• **PROVIDED RECORDS**
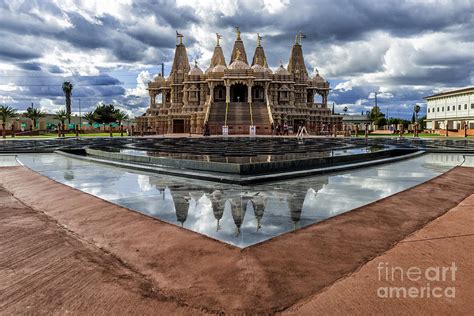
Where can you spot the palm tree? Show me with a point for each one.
(34, 114)
(90, 117)
(62, 116)
(6, 113)
(67, 89)
(121, 116)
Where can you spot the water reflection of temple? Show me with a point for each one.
(232, 210)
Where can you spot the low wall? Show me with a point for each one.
(247, 168)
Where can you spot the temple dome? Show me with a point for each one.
(238, 65)
(159, 78)
(317, 78)
(258, 68)
(281, 71)
(218, 68)
(195, 71)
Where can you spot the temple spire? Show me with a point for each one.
(238, 47)
(296, 63)
(259, 57)
(218, 55)
(180, 61)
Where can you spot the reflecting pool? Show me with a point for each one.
(242, 216)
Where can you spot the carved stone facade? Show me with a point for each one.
(238, 95)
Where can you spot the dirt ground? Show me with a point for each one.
(64, 250)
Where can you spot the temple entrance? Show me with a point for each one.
(258, 94)
(178, 126)
(238, 93)
(219, 93)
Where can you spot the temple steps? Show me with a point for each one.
(238, 115)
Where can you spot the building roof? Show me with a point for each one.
(450, 92)
(355, 118)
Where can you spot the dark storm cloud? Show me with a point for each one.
(29, 66)
(147, 36)
(13, 51)
(167, 13)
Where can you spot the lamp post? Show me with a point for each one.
(80, 115)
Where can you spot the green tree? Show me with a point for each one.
(6, 113)
(90, 117)
(105, 114)
(62, 116)
(121, 116)
(376, 116)
(67, 89)
(34, 114)
(421, 121)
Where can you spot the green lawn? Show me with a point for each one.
(405, 135)
(55, 135)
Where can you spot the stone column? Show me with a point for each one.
(211, 96)
(152, 94)
(227, 101)
(227, 93)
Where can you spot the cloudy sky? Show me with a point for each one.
(403, 50)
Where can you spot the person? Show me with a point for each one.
(285, 128)
(207, 132)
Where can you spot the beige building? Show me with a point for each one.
(451, 109)
(237, 95)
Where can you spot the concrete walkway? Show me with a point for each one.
(64, 250)
(445, 241)
(46, 269)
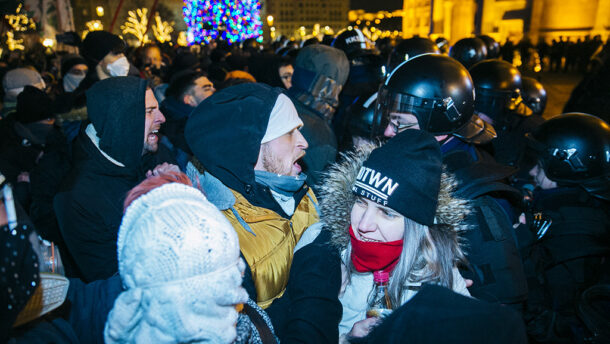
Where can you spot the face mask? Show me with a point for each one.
(374, 256)
(119, 67)
(72, 81)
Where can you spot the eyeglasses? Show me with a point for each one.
(207, 87)
(398, 127)
(79, 72)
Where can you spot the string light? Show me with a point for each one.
(12, 43)
(20, 21)
(136, 24)
(94, 25)
(182, 41)
(162, 30)
(233, 21)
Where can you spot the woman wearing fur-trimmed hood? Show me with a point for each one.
(391, 209)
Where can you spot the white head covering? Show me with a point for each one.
(283, 119)
(179, 262)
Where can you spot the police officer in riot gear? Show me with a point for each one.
(435, 93)
(469, 51)
(408, 49)
(569, 245)
(534, 95)
(362, 126)
(498, 87)
(493, 47)
(365, 75)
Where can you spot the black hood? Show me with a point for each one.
(116, 107)
(225, 133)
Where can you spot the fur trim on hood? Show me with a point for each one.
(336, 198)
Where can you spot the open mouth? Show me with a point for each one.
(153, 136)
(297, 165)
(363, 239)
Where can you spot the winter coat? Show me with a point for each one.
(107, 163)
(266, 239)
(335, 218)
(224, 133)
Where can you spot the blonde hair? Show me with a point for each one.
(429, 255)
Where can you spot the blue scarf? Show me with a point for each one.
(283, 185)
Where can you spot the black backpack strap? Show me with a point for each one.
(264, 331)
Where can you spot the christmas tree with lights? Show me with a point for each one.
(233, 21)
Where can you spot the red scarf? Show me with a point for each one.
(374, 256)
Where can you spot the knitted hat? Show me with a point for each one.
(16, 79)
(284, 118)
(404, 175)
(180, 265)
(19, 277)
(69, 61)
(33, 105)
(98, 44)
(324, 60)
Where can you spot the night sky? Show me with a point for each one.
(374, 6)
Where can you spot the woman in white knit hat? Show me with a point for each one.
(181, 269)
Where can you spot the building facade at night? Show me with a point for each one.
(501, 19)
(286, 17)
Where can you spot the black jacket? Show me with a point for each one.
(89, 205)
(224, 133)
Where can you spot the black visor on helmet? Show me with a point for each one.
(498, 105)
(435, 115)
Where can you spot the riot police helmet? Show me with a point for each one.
(408, 49)
(493, 47)
(469, 51)
(534, 95)
(498, 88)
(438, 92)
(574, 148)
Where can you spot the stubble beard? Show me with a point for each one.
(271, 163)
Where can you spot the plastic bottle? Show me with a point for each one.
(380, 305)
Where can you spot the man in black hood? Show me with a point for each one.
(110, 157)
(320, 72)
(247, 147)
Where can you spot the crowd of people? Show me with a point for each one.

• **WHAT THIS TASK INVOLVES**
Each line of the data should be printed again exactly. Please leave pictures out.

• **EXERCISE OUTPUT**
Where can you spot the palm tree? Show me with a point for each one.
(34, 114)
(90, 117)
(62, 116)
(6, 113)
(67, 89)
(121, 116)
Where can you spot the water reflection of temple? Show me with a point for each one.
(232, 210)
Where can you spot the low wall? Show me with a point for each one.
(247, 168)
Where can you spot the temple dome? Show me with a point for each one.
(238, 65)
(159, 78)
(317, 78)
(258, 68)
(281, 71)
(218, 68)
(195, 71)
Where can you spot the temple spire? Show me with a point for each one.
(238, 47)
(296, 63)
(259, 57)
(218, 55)
(180, 61)
Where can you spot the reflecting pool? Show me with a point for each one.
(242, 216)
Where can you spot the carved stone facade? Show me with a point for each one.
(238, 95)
Where can you spot the dirt ground? Show me with a point for each one.
(64, 250)
Where can you spot the temple entrance? Show me with a point for each one.
(258, 94)
(178, 126)
(238, 93)
(219, 93)
Where can you spot the temple steps? Show me with a point for each one.
(238, 115)
Where can you spot the building roof? Show me with a point for each one.
(450, 92)
(355, 118)
Where can you spot the dark storm cloud? Show me with a point for each one.
(29, 66)
(147, 36)
(13, 51)
(167, 13)
Where can you spot the lamp post? Show me with a point for each one.
(80, 115)
Where can you spot the green tree? Show me with a point for each one.
(6, 113)
(90, 117)
(105, 114)
(62, 116)
(121, 116)
(376, 116)
(67, 89)
(34, 114)
(421, 121)
Where can you spot the green lawn? Show me with a point for each one.
(405, 135)
(55, 135)
Where can you spot the stone column? Show me with a point for each one.
(211, 96)
(152, 94)
(227, 101)
(227, 93)
Where can you spot the cloudy sky? Show me with a point for each one.
(403, 50)
Where can you spot the person? Show me with a point for each one.
(285, 128)
(207, 132)
Where can you spot the beige building? Show me with a point for each one.
(451, 109)
(237, 95)
Where can you spot the concrete walkway? Show me with a point for each one.
(64, 250)
(445, 241)
(46, 269)
Where can you spot the face mask? Show me with a point for each one.
(374, 256)
(119, 67)
(72, 81)
Where can you spot the eyeglasses? Show me with a point for each one.
(207, 87)
(398, 127)
(79, 72)
Where can you spot the string light? Show me with a point for each one.
(12, 43)
(20, 21)
(136, 24)
(94, 25)
(182, 41)
(162, 30)
(233, 21)
Where can you spot the woman wearing fur-trimmed hood? Show me with a point for each one.
(391, 209)
Where can you spot the white head covering? Show me with a point for each one.
(283, 119)
(179, 262)
Where can you spot the police officer in riot gear? Show me with a point for each one.
(435, 93)
(469, 51)
(408, 49)
(569, 245)
(534, 95)
(362, 126)
(498, 87)
(493, 47)
(365, 75)
Where can you spot the black hood? Show me with a point for each one.
(116, 107)
(225, 133)
Where can you spot the fur trim on hood? Show me with a point for each one.
(336, 198)
Where can you spot the open mouth? Show me with a point for each one.
(153, 136)
(297, 165)
(363, 239)
Where can you spot the winter coat? Show me with a point for each one.
(107, 163)
(266, 239)
(335, 218)
(224, 133)
Where can you spot the blonde hair? Show me with a point for each one.
(429, 255)
Where can you spot the blue scarf? Show me with a point for each one.
(283, 185)
Where can you spot the black backpack strap? Show me with a point for each one.
(264, 331)
Where can you spot the christmas tree with lights? Show me with a point for each one.
(233, 21)
Where can you spot the red scarf? Show me with a point for each one.
(374, 256)
Where can you spot the knitted hat? Show me with a point for each one.
(16, 79)
(284, 118)
(404, 175)
(180, 265)
(19, 277)
(69, 61)
(33, 105)
(98, 44)
(324, 60)
Where can you spot the night sky? Show me with a point for each one.
(374, 6)
Where can you spot the woman in white knit hat? Show me with a point for each one.
(181, 269)
Where can you spot the building facade at night? Show me with a point for each one.
(501, 19)
(286, 17)
Where can you spot the black jacket? Show me with a point for each one.
(89, 205)
(224, 133)
Where can you spot the black visor on helmet? Show me with a point for each one.
(498, 105)
(435, 115)
Where can you spot the riot police helmet? Show me with a point for each one.
(408, 49)
(493, 47)
(469, 51)
(534, 95)
(498, 88)
(438, 92)
(574, 148)
Where can you spot the stubble beard? Show me with a point for each one.
(271, 163)
Where can you spot the plastic bottle? Show me with a point for each one.
(380, 305)
Where can you spot the man in black hood? Show me with a point for each one.
(110, 157)
(320, 72)
(247, 147)
Where can you spot the crowd of people? Show me with a point for each one.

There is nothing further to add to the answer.